**Text to read:**
Meet Omkar Lewis (right). Hailing from Philadelphia, USA, Omkar is a professional astrologer (how many of those do you meet everyday?) and yogi. He’s also worked at numerous supperclubs in the US over the last 10 years. In Singapore for only a month or two, Omkar recently contacted me to see if he could volunteer and take part in Khana Commune. We met for a coffee, he seemed super nice (and not at all like a serial killer….he was a bit too zen) and wallah! I had my first khana commune ‘volunteer’. (If you’re interested in Omkar’s astrology skills, please see the bottom of this post).
On the left is Kate Hodal. A freelance photographer and journalist, also from the west coast of the USA, Kate took all the beautiful pictures that I am publishing of this evening. Check out her awesome work on www.katehodal.com.
Both Omkar and Kate were amazing on Sunday. I’d like to start my post about Commune Nine by thanking them first, for their hard work, graciousness when hosting and serving dish after dish and their attention to detail when I was running around like a headless chicken. You guys are great! xxx
And now the food.
Stuffed with minced beef and chedder, these little babies are so simple to make. During my recent trip to Toronto, I was on a very mexican stretch of Kensington and I happened by a small Mexican grocer. I’d never shopped at a Mexican anything, so very excitedly I hoarded up on dried pasilla and chipotle chillis, black wild rice and these: jalapenos. I love jalapenos. I then returned to Singapore and what do I find out? They sell the damn things at Cold Storage. For cheaper.

**Coordinate annotation data:**
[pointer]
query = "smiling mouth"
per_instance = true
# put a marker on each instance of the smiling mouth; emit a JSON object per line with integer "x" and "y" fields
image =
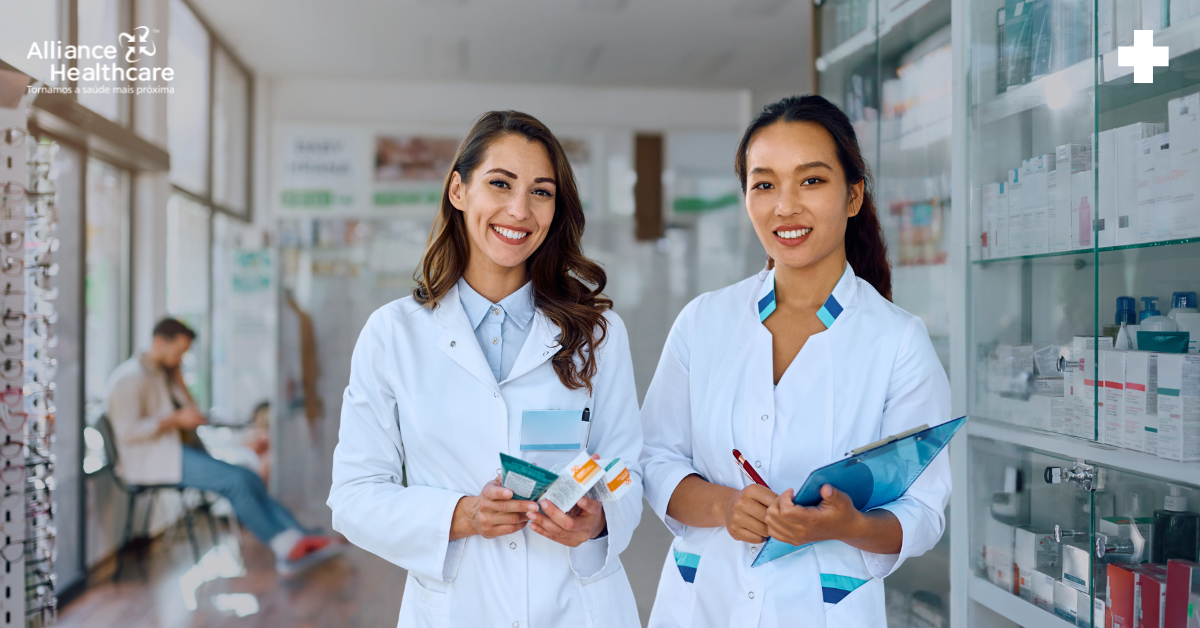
{"x": 509, "y": 234}
{"x": 792, "y": 234}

**Aim 1:** According to the Khana Commune post, who took the photographs of the evening?
**Aim 2:** Continue the Khana Commune post, starting right after its final sentence.
This data comes from a separate source and is unrelated to the Khana Commune post.

**Answer 1:** Kate Hodal

**Answer 2:**
Anyway, stuff these with (cooked) mince beef, chedder and cream cheese, batter in egg, flour and breadcrumbs and give them a quick fry and you’ve got yourself awesome canapes. I served these with mama’s tomato chutney.
Next up: Prawn and mango — seasoned and served on a Himalayan pink salt block.
Now this I am super excited about. On my recent trip, I also stopped by New York and picked up 3 of these little (ok they are pretty heavy) babies at a shop called The Meadow. Owned by Mark Bitterman, this shop sells hundreds of different kinds of salt. I spent about $200 here, buying pink Maburoshi plum salt, chocolate salt, black diamond salt and three of these salt blocks. They are made of pure Himalayan pink salt, carved out from mountains in Pakistan. The coolest thing is that they have multiple uses — they can be used as both tableware and cookware. I am still experimenting with them, but for this initial dinner, I used them as tableware, i.e. simply to serve food on. The cool thing is, if you serve something wet on the salt block, the salt rubs off and seasons the food.
These are all the salt blocks piled up in the store. More on this when I blog about my trip!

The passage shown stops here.